_THE TASK_
How many lines of the data below contain the string "trim"? Reply with the number alone.

_PROVIDED DATA_
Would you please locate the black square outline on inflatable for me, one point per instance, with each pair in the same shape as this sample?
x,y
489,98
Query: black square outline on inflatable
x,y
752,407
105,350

---

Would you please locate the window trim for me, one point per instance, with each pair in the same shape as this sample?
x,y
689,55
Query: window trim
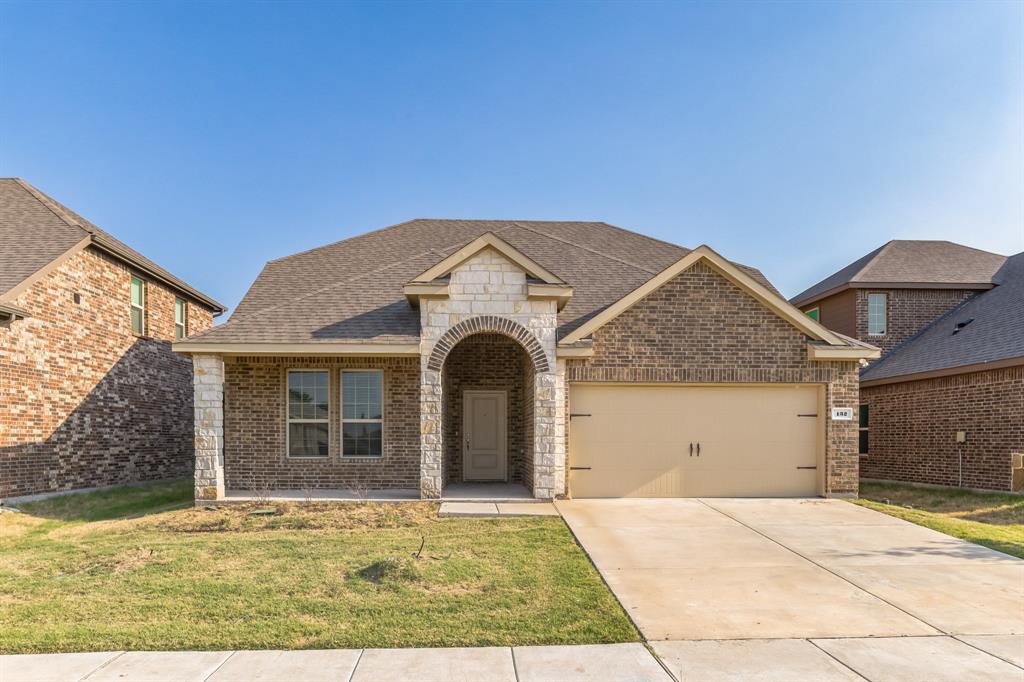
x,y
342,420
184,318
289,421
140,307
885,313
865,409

==

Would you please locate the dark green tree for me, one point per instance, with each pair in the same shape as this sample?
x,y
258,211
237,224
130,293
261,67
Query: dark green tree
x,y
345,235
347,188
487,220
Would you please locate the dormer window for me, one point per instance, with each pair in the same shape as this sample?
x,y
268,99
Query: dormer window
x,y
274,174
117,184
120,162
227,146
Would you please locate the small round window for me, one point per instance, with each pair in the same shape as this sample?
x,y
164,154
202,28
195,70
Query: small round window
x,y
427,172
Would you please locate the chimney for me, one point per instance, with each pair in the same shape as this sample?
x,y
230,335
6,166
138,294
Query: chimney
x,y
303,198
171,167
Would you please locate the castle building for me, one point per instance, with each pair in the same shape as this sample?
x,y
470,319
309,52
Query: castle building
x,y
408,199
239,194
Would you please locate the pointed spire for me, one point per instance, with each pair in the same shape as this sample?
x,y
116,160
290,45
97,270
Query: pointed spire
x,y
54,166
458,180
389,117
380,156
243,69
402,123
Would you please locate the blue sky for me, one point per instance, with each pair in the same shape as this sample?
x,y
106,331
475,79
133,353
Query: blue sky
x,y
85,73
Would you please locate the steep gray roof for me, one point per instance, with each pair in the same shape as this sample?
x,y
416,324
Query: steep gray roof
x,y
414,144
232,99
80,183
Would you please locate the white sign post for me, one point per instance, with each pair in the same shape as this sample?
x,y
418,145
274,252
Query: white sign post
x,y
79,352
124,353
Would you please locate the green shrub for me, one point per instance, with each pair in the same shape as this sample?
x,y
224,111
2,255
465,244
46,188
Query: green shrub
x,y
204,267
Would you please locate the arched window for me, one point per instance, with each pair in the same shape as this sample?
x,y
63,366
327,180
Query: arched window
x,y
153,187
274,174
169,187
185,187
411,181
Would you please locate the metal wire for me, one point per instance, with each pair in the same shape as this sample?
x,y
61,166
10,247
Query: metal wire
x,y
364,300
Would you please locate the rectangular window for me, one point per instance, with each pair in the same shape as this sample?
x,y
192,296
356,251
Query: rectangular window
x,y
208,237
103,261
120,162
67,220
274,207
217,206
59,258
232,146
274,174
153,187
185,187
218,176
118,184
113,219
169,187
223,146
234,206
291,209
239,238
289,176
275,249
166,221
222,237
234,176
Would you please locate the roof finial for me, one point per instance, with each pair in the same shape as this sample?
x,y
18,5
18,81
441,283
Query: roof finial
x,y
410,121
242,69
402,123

_CORRECT RESULT_
2